# North West reptiles?



## phil2 (May 24, 2006)

im quite unlucky that i sadly dont live anywhere where reptiles are nearby  iv been into british reptiles for around 6 years, visiting a site in north wales ( i have no idea if its still there but i hope to god it is ) that i saw slow worm, common lizard and a grass snake once, which i was and still am so proud of, however i always went looking for adders and never saw one, im wondering if i can look closer to home for any particular ones, i know sand lizards are on the sefton dunes, and i know of a few common lizards near ish, but im looking for snakes aswell, i appreicate no one will give me known exact areas but any nature reserves or anywhere nearby (im in liverpool ) im not talking like over a hour drive either in the lakes or the peak district! lol


----------



## Khonsu (May 20, 2009)

Don't know exactly where you're based in the North West but try heading over to the Goyt Valley, Derbyshire, if you're M/C way it's only three quarters of an hour, if you look carefully there's adders & plenty of common lizards, you may even come across slow worms.


----------



## phil2 (May 24, 2006)

bit far im in Liverpool  normally go north wales if im looking for reptiles (not a special trip though just if im there )


----------



## Khonsu (May 20, 2009)

I hadn't spotted Liverpool reference in your original post, sorry, however from liverpool (dependany upon which bit) once you're on the motorway you can be in the Goyt Valley in around 1.25hr, for a day out this isn't to bad.


----------



## phil2 (May 24, 2006)

Hmm was hoping bit closer :Na_Na_Na_Na: i go moore nature reserve a lot


----------



## iwantacrestie (Feb 18, 2012)

There is a Barks Pets over the water 
Liverpool-Pets - Barks Pets



prices are abit steep though

- John


----------



## phil2 (May 24, 2006)

## What this task involves
Extract verbatim the passage of the forum thread above, from "Don't know exactly" to "if im there )".

## Records

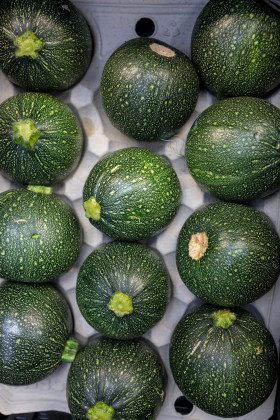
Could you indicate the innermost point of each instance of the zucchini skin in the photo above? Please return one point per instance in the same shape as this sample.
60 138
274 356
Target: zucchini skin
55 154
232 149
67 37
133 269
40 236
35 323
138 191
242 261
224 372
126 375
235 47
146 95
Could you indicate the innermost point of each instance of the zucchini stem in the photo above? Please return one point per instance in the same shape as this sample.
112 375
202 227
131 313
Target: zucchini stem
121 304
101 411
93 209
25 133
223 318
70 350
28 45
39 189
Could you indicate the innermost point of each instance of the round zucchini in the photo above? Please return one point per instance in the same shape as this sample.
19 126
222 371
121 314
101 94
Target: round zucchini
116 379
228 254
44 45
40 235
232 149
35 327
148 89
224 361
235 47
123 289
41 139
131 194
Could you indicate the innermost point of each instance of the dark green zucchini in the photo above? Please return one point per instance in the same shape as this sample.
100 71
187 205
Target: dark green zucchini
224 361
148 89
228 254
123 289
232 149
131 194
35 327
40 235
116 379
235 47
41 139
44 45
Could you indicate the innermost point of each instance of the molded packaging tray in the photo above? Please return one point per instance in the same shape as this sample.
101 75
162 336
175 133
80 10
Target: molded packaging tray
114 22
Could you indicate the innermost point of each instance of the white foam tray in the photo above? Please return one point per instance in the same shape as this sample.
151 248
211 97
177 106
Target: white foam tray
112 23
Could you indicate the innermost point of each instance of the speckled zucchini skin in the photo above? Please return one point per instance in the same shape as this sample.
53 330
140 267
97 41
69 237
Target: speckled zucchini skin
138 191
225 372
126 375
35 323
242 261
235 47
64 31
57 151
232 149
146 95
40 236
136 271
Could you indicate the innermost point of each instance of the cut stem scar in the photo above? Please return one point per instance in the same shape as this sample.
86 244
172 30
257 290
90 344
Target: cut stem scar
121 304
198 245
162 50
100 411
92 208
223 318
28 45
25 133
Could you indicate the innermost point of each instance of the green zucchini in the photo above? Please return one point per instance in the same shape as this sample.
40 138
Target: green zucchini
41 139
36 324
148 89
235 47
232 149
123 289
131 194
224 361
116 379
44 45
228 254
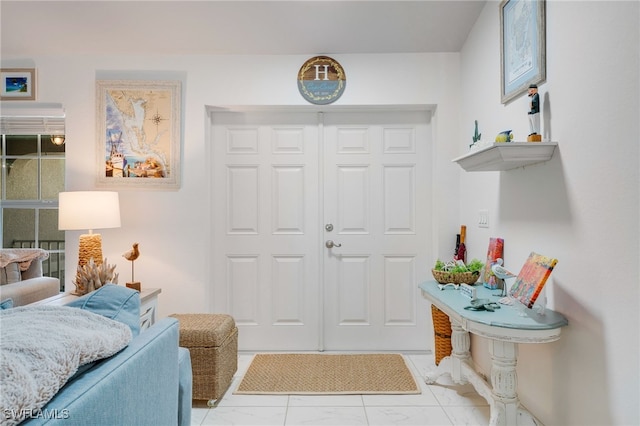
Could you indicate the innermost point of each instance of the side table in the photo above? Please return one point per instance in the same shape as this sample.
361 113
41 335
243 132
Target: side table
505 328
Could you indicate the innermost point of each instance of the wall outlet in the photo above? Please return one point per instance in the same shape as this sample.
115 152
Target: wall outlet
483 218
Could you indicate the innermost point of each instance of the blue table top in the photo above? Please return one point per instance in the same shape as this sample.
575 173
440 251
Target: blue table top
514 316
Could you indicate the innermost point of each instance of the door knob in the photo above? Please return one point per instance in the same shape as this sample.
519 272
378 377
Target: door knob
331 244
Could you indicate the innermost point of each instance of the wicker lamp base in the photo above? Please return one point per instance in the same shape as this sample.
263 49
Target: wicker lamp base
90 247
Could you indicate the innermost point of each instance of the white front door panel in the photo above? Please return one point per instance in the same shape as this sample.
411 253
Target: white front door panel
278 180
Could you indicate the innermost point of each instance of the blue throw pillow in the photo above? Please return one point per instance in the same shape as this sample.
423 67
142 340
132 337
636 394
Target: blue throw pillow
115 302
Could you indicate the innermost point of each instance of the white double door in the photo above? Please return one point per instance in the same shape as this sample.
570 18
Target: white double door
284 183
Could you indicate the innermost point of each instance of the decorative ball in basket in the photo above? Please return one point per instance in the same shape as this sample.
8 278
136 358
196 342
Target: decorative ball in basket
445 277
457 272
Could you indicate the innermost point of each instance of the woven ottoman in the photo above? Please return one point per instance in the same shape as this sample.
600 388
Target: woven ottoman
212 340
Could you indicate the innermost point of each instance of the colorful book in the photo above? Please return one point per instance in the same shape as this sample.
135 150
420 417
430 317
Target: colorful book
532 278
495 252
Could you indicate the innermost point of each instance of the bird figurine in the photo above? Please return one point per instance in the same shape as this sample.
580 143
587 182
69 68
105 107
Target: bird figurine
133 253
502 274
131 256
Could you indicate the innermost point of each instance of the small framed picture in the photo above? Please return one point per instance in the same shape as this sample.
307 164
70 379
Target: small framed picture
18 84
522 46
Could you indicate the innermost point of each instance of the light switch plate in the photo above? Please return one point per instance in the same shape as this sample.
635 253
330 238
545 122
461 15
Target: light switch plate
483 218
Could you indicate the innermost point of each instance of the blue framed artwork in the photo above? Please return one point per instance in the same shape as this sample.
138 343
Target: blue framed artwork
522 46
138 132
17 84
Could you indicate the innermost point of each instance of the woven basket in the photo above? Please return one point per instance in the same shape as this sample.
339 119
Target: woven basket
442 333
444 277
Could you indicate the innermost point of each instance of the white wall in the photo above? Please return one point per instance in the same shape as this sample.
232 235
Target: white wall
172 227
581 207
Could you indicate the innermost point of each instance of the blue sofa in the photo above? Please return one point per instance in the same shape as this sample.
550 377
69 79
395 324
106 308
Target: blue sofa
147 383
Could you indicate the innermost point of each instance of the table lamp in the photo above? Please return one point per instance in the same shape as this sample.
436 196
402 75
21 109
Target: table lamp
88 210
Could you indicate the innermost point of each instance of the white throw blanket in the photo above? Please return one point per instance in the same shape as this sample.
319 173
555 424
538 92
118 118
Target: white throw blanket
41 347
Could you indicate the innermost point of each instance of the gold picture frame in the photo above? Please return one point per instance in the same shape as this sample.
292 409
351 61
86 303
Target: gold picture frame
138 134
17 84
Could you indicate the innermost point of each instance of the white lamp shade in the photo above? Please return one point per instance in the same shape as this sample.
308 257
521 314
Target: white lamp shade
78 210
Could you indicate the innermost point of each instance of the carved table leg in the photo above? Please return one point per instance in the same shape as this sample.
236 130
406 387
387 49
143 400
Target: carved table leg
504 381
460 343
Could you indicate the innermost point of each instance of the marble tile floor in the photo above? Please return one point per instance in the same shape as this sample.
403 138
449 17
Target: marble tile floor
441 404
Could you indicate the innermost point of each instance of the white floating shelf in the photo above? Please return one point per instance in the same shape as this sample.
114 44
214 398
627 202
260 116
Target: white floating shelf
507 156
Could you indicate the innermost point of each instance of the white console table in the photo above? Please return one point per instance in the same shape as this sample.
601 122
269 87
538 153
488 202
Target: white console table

## Solved problem
Don't know exactly where you're based in the North West but try heading over to the Goyt Valley, Derbyshire, if you're M/C way it's only three quarters of an hour, if you look carefully there's adders & plenty of common lizards, you may even come across slow worms.


----------



## phil2 (May 24, 2006)

bit far im in Liverpool  normally go north wales if im looking for reptiles (not a special trip though just if im there )